I know what you’re wondering: Where does Melo stand with the Nuggets who actually had won one more game than the four it’d lost going into last night’s catch-and-shoot matchup with the Suns?

Anthony and I are in complete agreement on this: Should he decline to sign the long-ago offered maximum extension (three years, $64.57 million) by the Feb. 25 trade deadline, the management team of Josh Kroenke and general manager Masai Ujiri will deal their franchise player rather than risk losing him on the free agent market come summer without getting back anyone of consequence.

Although their circumstances were solely dissimilar (championship aspirations vs. playoff pretender), that’s what happened to the Cavaliers and Raptors, who salvaged what unfulfilling crumbs they could — trade exceptions and draft picks — from the Heat in sign-and-sighs for LeBron James and Chris Bosh.

Kroenke and Ujiri, the Raptors assistant GM last season when Bosh demurred to state his murky intentions until after the season, will not allow the Nuggets to get caught in the same bind.

Meanwhile, when fully healthy, the Nuggets genuinely exhibit numerous championship contending components. Two seasons ago, they had the Lakers wounded in the Western Conference finals, but couldn’t finish the hunt, losing in six scarred games.

Last season, Ty Lawson and Aaron Affalo, two quality pieces, were added to the mix. In late February, the Nuggets were in second place in the West when George Karl was diagnosed with throat cancer. Without his cunning coaching and dominating personality that commands respect, it became every oddball for himself. Then Kenyon Martin and Chris Andersen got hurt, played that way and ultimately needed offseason surgeries they’re still rehabilitating from.

Welcome to Dysfunction Junction: Substitute teacher Adrian Dantley didn’t have a chance in this crazed classroom and the Jazz took the Nuggets out of their misery in the first round.

If only the madness were confined to the court. The front office was even more unruly. Bret Bearup, Mark Warkentien and Rex Chapman were locked in a coldblooded power free-for-all, resulting in little good getting done.

Warkentien and Chapman weren’t rehired. Bearup was last to be severed last week, making it unmistakable the new two-man regime was in sole control, determined to disinfect the surroundings and gain Melo’s trust.

The lines of communication already had been connected almost immediately after the exaggerated trade report surfaced. Ever since the “news” hit the doorstep, Kroenke and Ujiri have sought out Anthony for opinions on team matters, just as he’s gone to them with suggestions.

Both sides now know exactly what must be done. He wants to see the team improved within the next three months, or shown a plausible plan to get better this summer. He promises not to leave his team hanging.

“I’m not Chris Bosh,” Anthony declared. “We’re not the same person. What I do will be straight up. Management knows that.”

Considering Anthony’s tentative Nuggets future, management has an almost impossible assignment. How do you get better when you’ve got to give up an asset to get one? How do you buy a wheel for a car that might soon be repossessed? How do you do balance business and justice when Martin and J.R. Smith are rising free agents and Chauncey Billups can be bought out of next season’s $14.2 million obligation for $3.75 million?

-=-=-=-=-

| CHECK YOUR UNDERSTANDING |
A - Rewrite the stretch of the Nuggets column from "Although their circumstances" through "six scarred games.", substituting "Toronto Raptors" for "Raptors".
B - In the Nuggets column, what are the length and value of the maximum extension offered to Anthony?

-=-=-=-=-

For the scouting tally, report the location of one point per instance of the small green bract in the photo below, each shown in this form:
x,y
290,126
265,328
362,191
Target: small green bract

-=-=-=-=-

| ANSWERS BY ITEM |
A -
Although their circumstances were solely dissimilar (championship aspirations vs. playoff pretender), that’s what happened to the Cavaliers and Toronto Raptors, who salvaged what unfulfilling crumbs they could — trade exceptions and draft picks — from the Heat in sign-and-sighs for LeBron James and Chris Bosh.

Kroenke and Ujiri, the Toronto Raptors assistant GM last season when Bosh demurred to state his murky intentions until after the season, will not allow the Nuggets to get caught in the same bind.

Meanwhile, when fully healthy, the Nuggets genuinely exhibit numerous championship contending components. Two seasons ago, they had the Lakers wounded in the Western Conference finals, but couldn’t finish the hunt, losing in six scarred games.

B - Three years and $64.57 million.